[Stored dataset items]
- - - - -
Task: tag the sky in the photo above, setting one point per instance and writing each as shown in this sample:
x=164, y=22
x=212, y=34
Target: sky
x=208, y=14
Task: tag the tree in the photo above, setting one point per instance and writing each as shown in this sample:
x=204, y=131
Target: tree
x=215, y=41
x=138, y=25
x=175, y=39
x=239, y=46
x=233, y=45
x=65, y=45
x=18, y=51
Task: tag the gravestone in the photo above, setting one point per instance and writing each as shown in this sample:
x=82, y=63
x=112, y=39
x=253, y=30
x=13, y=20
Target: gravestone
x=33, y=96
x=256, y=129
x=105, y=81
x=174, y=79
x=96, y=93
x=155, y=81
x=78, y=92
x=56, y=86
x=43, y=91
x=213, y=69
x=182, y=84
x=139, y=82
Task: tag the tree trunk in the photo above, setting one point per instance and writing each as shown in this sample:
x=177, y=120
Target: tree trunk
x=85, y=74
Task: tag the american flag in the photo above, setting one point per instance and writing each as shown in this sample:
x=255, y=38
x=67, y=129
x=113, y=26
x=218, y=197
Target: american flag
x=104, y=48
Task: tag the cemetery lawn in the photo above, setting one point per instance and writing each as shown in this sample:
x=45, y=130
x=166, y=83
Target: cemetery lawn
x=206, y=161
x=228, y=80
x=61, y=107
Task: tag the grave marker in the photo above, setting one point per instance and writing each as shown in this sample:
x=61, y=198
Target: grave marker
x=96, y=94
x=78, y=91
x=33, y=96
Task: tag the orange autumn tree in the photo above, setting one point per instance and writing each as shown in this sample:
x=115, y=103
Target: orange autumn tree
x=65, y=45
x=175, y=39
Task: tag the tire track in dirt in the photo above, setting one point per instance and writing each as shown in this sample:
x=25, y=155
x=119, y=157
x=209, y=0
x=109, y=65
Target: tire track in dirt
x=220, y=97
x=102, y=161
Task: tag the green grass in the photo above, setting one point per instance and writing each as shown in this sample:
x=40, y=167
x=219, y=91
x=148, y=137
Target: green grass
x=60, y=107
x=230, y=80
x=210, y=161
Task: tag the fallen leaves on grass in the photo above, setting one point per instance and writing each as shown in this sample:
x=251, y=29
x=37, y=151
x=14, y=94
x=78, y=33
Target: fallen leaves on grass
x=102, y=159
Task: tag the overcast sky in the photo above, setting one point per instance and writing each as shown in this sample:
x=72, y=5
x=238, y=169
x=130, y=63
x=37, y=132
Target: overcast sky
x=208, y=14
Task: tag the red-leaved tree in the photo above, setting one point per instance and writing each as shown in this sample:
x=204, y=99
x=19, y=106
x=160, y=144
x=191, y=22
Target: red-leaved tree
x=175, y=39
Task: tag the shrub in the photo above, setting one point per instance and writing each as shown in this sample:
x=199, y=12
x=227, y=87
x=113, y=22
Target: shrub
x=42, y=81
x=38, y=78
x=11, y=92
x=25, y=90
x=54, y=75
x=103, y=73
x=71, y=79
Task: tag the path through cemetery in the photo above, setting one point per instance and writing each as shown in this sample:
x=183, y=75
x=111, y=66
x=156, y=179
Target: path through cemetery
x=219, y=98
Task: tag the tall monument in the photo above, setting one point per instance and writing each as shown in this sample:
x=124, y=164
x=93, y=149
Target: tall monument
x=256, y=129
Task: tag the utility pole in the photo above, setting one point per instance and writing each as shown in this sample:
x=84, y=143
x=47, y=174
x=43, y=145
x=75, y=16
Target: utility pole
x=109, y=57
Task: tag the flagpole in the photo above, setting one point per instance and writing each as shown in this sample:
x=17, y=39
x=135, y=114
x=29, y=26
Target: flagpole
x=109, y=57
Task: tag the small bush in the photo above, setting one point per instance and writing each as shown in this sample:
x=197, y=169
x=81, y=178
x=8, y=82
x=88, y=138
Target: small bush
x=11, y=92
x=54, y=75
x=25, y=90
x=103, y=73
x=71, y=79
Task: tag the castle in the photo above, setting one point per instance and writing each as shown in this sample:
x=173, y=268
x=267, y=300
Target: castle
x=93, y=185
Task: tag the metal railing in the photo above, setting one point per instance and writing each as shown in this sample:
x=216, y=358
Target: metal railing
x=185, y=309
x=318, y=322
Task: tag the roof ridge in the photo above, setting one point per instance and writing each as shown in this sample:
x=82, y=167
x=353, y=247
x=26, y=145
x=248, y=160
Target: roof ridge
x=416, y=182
- - - - -
Exercise —
Using the data above, repeat exactly the lines that begin at the line with "Task: tag the tree in" and end at the line with "x=177, y=120", both ends included.

Completed exercise —
Task: tag the tree in the photo above, setting one point per instance and writing each as shown in this sample:
x=204, y=131
Target: tree
x=215, y=41
x=138, y=25
x=175, y=39
x=239, y=46
x=233, y=45
x=65, y=45
x=18, y=51
Task: tag the gravestone in the photo above, setting one point per instance and writing each as shown in this sample:
x=82, y=63
x=112, y=39
x=253, y=30
x=13, y=20
Target: gravestone
x=33, y=96
x=256, y=129
x=105, y=81
x=174, y=79
x=96, y=93
x=155, y=81
x=78, y=92
x=56, y=86
x=43, y=91
x=213, y=69
x=182, y=84
x=139, y=82
Task: tag the tree trunk in the photo above, setting one point per instance and writing each as shown in this sample:
x=177, y=120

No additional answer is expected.